Requirement:
Can you copy the records from the line with "Spot the power" up to and including the line with "[[587, 493]]", shifting every number in the answer coordinates up by 72 while leaving the request lines and their sample coordinates unchanged?

— begin —

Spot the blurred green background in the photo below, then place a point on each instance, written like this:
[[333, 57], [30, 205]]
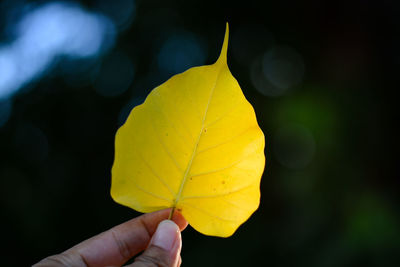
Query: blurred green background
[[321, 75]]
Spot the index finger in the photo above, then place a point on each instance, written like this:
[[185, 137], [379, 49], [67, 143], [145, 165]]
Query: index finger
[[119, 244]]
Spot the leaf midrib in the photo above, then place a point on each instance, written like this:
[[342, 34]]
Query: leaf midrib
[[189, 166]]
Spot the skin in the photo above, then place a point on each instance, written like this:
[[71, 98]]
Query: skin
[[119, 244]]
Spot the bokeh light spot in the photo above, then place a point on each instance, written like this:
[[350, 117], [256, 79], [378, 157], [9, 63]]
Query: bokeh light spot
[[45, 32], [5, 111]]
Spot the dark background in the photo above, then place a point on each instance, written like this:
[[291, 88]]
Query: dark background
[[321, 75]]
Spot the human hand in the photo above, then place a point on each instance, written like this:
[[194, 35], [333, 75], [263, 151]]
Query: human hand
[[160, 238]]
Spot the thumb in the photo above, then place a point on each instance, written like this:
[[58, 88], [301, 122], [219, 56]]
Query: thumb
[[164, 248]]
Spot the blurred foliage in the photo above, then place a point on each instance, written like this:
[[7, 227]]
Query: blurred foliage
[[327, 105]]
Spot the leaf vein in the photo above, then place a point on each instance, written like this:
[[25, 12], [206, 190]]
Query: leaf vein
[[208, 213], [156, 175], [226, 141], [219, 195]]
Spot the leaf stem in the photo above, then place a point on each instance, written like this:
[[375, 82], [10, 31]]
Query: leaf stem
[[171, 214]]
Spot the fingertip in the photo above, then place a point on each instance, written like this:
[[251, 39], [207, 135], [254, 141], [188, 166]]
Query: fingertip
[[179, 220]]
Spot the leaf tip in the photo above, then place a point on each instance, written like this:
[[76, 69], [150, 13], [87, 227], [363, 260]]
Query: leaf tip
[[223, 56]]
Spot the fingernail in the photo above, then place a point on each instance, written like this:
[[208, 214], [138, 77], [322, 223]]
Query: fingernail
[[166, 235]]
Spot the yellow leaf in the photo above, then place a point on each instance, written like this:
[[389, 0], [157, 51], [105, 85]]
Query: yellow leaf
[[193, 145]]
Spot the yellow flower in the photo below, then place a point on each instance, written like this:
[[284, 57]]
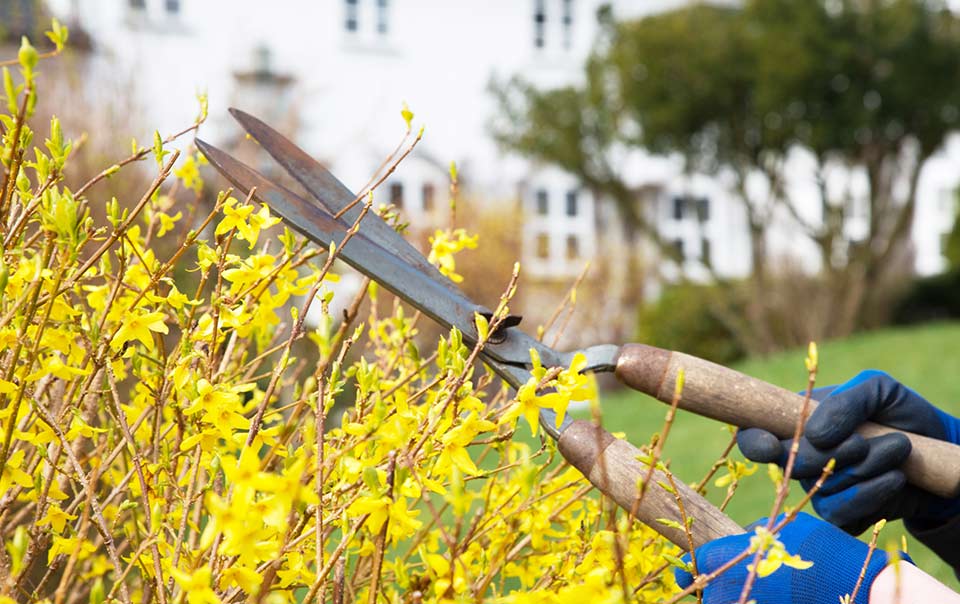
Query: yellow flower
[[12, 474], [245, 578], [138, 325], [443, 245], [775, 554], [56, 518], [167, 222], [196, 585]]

— end —
— begin —

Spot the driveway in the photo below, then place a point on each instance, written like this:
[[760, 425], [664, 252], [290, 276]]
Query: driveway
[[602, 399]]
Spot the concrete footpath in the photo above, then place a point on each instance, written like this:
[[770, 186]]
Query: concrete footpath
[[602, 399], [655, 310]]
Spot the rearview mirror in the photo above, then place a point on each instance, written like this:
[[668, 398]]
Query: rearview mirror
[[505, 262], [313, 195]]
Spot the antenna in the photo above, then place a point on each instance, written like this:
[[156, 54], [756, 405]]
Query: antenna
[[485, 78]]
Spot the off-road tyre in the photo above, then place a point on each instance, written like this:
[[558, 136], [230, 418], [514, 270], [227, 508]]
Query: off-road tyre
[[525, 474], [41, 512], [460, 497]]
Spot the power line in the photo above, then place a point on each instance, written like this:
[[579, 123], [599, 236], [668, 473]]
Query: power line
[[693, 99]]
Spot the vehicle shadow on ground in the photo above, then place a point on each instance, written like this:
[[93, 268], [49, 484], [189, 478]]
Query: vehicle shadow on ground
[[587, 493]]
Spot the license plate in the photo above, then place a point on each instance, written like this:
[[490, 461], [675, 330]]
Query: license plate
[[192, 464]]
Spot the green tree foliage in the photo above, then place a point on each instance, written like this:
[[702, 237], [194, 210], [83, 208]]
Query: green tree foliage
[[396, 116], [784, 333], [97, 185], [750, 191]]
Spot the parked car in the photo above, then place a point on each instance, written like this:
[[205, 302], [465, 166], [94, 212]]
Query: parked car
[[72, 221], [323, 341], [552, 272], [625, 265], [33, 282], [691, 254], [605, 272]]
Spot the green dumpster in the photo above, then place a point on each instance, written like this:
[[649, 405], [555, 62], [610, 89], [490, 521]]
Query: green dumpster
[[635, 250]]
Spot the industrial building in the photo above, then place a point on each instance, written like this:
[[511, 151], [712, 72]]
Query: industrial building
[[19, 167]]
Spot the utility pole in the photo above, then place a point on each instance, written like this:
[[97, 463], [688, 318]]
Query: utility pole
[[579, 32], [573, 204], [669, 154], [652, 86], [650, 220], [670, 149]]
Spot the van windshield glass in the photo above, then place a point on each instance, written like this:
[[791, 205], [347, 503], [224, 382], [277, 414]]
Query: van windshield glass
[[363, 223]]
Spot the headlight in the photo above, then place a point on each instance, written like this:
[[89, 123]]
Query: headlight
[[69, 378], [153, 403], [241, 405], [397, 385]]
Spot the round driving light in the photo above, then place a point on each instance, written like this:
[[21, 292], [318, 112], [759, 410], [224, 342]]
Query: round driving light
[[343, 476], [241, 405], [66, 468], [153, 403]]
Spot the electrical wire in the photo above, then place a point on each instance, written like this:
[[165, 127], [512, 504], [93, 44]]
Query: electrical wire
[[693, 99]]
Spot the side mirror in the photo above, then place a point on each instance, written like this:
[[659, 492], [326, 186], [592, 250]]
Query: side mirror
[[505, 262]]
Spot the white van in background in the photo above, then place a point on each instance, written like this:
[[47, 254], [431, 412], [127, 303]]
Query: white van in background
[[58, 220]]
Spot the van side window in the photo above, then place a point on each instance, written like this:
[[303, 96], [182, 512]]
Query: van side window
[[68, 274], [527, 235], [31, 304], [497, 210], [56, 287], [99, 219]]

— end —

Answer below:
Spot the power line in the photo above, then place a point on each instance, written like this:
[[579, 123], [599, 236], [668, 473]]
Query: power line
[[765, 171]]
Spot the vehicle shadow on ground in the photo above, then place a point on each instance, written like this:
[[93, 268], [49, 484], [189, 478]]
Query: vehicle shadow on ground
[[659, 565]]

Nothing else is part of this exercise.